• [EXERCISE PROMPT]: Pick out each line of the records below that contains the word "localization", and copy those lines out in full.

• [RECORDS FOR PROCESSING]:
(begin)
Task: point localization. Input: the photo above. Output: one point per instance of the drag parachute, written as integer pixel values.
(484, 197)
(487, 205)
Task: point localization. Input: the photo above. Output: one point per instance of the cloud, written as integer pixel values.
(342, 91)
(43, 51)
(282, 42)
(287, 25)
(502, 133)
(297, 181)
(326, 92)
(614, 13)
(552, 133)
(end)
(begin)
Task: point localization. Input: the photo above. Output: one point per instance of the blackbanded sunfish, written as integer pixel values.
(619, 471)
(end)
• [PROBLEM SOLUTION]:
Task: point localization. Input: the photo above. Output: one point per instance of the drag parachute, written as integer pixel values.
Task: point localization. Input: the photo above. Output: one point per instance of the cloud, written as integer pixel values.
Task: point localization. Input: the photo above. Output: one point per instance of the blackbanded sunfish, written as integer pixel values.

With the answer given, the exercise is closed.